Figure 5. By-city tense vowel systems.

The by-city lax vowel systems are illustrated in Figure 6. Once again, these are median values without measures of dispersion. Regional differences can be noted in the F1 of happY. The vowel is higher in Liverpool and Newcastle, compared to Leeds, Sheffield, and Manchester. This is consistent with previous descriptions about the regional distribution of happY-tensing, as present consistently in Liverpool and Newcastle, but not in Manchester or Yorkshire. Nevertheless, happY is higher than KIT for all cities, except Leeds, which is however, due to KIT being exceptionally raised in Leeds (same as in Table 8). There does not seem to much evidence for FOOT-fronting in any of the cities, unlike in SSBE (Hawkins and Midgley, 2005; Strycharczuk and Scobbie, 2017b). Note that, in the present data, FOOT tends to have similar degree of acoustic backness to LOT. There seems to be some slight FOOT-fronting in Newcastle, whereas in Liverpool, the FOOT vowel is the most retracted. The STRUT vowel is lower than FOOT for all cities, and it is especially low in Newcastle, where STRUT is clearly distinct from FOOT. The TRAP and BATH vowels show some regional variation in height, but generally BATH is as front as TRAP for all cities. The DRESS vowel is somewhat lowered in Liverpool, compared to other locations. The lettER vowel is very similar in Leeds, Sheffield, and Manchester, but relatively more open in Liverpool and Newcastle.


Figure 6. By-city lax vowel systems.


Table 8. Highest ranked features for each city.

In comparison to previous descriptions, our results largely confirm that the reports about the regional distribution of happY tensing. They also confirm that, across the North of England, the BATH vowel patterns with TRAP. The lowering of lettER in Newcastle is consistent with the description by Wells (1982b). However, we also find lettER lowering in Liverpool, where it had not been noted. Conversely, the Manchester lettER vowel is not lowered, contra the stereotype. The DRESS vowel also seems lowered, as well as centered in Liverpool. Perhaps most strikingly, for all cities, and especially in Newcastle, we find some STRUT lowering, relative to FOOT.

▸ **Collected data**
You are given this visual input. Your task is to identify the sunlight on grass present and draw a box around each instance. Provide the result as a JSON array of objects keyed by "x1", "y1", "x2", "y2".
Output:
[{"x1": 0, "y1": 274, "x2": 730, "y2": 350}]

▸ **Directions**
- a) List the cities whose vowels are compared in the text on vowel systems by city.
- b) According to the text on vowel systems by city, in which city is the FOOT vowel the most retracted?
- c) From the text on vowel systems by city, return the passage starting at "Table 8. Highest" and ending at "relative to FOOT.".

▸ **Answers to the tasks**
- a) Liverpool, Newcastle, Leeds, Sheffield, Manchester

- b) Liverpool

- c)
Table 8. Highest ranked features for each city.

In comparison to previous descriptions, our results largely confirm that the reports about the regional distribution of happY tensing. They also confirm that, across the North of England, the BATH vowel patterns with TRAP. The lowering of lettER in Newcastle is consistent with the description by Wells (1982b). However, we also find lettER lowering in Liverpool, where it had not been noted. Conversely, the Manchester lettER vowel is not lowered, contra the stereotype. The DRESS vowel also seems lowered, as well as centered in Liverpool. Perhaps most strikingly, for all cities, and especially in Newcastle, we find some STRUT lowering, relative to FOOT.